- _Short problem_
Please edit the filing excerpt by rewriting the part that opens with the words containing "herein modifies or" and closes with "a part of this Registration Statement.", replacing "Registration Statement" with "filing".

- _Source passage_
INFORMATION REQUIRED IN THE REGISTRATION STATEMENT

 

 

Item 3.

Incorporation of Documents by Reference.

          The following documents and information filed with the Commission by the Registrant are incorporated herein by reference:

 

 

 

 

 

 

the Registrant’s Annual Report on Form 10-K for the fiscal year ended June 30, 2011;

 

 

 

 

 

 

the Registrant’s Quarterly Reports on Form 10-Q for the quarters ended September 30, 2011 and December 31, 2011;

 

 

 

 

 

 

the Registrant’s Current Report on Form 8-K filed with the Commission on November 17, 2011 and the amendment thereto on Form 8-K/A filed with the Commission on November 21, 2011; and

 

 

 

 

 

 

the description of the Registrant’s Common Stock contained in the Registrant’s Form 8-K filed with the Commission on March 16, 2012.

All documents subsequently filed by the Registrant with the Commission pursuant to Sections 13(a), 13(c), 14 and 15(d) of the Securities Exchange Act of 1934, as amended, prior to the filing of a post-effective amendment indicating that all of the securities offered hereunder have been sold or deregistering all securities then remaining unsold, shall be deemed to be incorporated by reference herein and to be part hereof from the date of filing of such documents. Any statement contained in a document incorporated by reference herein shall be deemed to be modified or superseded for purposes hereof to the extent that a statement contained herein or in any subsequently filed document that is also incorporated by reference


herein modifies or supersedes such statement. Any statement so modified or superseded shall not be deemed, except as so modified or superseded, to constitute a part of this Registration Statement.

 

 

Item 5.

Interests of Named Experts and Counsel.

 

 

          Not applicable.

 

 

Item 6.

Indemnification of Directors and Officers.

          Section 145 of the General Corporation Law of the State of Delaware permits indemnification of directors, officers, and employees of a corporation under certain conditions and subject to certain limitations. The Registrant’s certificate of incorporation, as amended to date, provides that it shall, to the fullest extent permitted by Section 145, indemnify any and all persons whom it shall have power to indemnify under said Section. Article 4 of the Registrant’s by-laws also contains provisions for the indemnification of directors, officers, and employees in accordance with applicable law.

 

 

Item 8.

Exhibits.

          The following exhibits are filed herewith as part of this Registration Statement.

 

 

 

Exhibit
No.

 

Description


 


 

 

 

4.1

 

Zygo Corporation Employee Stock Purchase Plan, as amended as of August 24, 2011.

 

 

 

4.2

 

Zygo Corporation 2002 Equity Incentive Plan, as amended effective as of November 16, 2006.

 

 

 

5.1

 

Opinion of Fulbright & Jaworski L.L.P.

 

 

 

23.1

 

Consent of Fulbright & Jaworski L.L.P. (included in Exhibit 5.1).

 

 

 

23.2

 

Consent of Deloitte & Touche LLP., Independent Registered Public Accounting Firm.

 

 

 

24.1

 

Power of Attorney (on signature page).


 

 

Item 9.

Undertakings.


 

 

(a)

(Object pointing data rows)

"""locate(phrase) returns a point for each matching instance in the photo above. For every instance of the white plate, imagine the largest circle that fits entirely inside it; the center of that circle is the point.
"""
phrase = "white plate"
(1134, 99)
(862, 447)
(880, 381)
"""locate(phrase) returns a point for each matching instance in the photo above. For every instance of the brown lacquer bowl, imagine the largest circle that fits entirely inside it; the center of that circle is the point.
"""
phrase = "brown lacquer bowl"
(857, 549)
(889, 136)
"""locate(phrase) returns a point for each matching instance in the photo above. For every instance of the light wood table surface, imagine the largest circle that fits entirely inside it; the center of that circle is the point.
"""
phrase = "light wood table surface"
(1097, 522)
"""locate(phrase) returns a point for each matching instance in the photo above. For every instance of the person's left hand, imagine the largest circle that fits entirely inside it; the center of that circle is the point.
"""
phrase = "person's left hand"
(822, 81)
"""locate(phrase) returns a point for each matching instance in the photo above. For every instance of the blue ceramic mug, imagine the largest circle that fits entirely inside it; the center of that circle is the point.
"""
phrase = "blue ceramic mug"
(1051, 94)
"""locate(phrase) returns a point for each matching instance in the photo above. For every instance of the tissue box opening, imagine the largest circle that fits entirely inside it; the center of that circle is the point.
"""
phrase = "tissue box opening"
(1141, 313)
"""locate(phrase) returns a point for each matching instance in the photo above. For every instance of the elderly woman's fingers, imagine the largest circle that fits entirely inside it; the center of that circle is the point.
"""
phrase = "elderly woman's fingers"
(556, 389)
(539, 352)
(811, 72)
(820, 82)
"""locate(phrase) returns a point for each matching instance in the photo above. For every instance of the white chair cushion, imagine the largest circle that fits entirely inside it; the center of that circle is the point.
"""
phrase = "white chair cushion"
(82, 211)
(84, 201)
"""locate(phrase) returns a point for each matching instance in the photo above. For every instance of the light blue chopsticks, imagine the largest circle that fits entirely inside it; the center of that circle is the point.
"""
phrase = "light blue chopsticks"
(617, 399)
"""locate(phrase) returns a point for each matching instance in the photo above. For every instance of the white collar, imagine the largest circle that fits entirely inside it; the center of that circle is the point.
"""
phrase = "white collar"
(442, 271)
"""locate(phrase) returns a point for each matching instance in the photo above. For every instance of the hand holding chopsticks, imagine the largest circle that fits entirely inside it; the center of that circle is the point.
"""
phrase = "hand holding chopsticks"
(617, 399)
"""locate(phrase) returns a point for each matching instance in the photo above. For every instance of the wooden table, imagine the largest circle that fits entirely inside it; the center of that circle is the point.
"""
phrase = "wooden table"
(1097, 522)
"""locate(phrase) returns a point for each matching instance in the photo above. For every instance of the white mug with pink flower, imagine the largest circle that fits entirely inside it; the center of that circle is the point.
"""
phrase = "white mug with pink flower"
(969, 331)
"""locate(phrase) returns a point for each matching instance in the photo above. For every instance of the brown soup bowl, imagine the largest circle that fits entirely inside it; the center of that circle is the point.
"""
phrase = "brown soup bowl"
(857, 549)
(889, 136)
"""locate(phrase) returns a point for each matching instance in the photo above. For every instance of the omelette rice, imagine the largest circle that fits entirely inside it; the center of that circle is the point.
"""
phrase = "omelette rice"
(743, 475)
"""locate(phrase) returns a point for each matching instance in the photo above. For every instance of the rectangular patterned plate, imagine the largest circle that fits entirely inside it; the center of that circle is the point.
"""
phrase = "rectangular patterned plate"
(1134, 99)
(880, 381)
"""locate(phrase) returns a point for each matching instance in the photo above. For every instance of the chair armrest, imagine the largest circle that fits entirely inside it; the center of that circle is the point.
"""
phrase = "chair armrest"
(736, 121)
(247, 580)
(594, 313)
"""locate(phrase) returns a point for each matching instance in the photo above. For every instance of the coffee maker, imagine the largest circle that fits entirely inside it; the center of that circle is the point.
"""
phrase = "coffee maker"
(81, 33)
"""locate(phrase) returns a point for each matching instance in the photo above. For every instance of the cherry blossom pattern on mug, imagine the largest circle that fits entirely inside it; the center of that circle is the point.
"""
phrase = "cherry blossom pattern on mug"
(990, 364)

- _Result below_
herein modifies or supersedes such statement. Any statement so modified or superseded shall not be deemed, except as so modified or superseded, to constitute a part of this filing.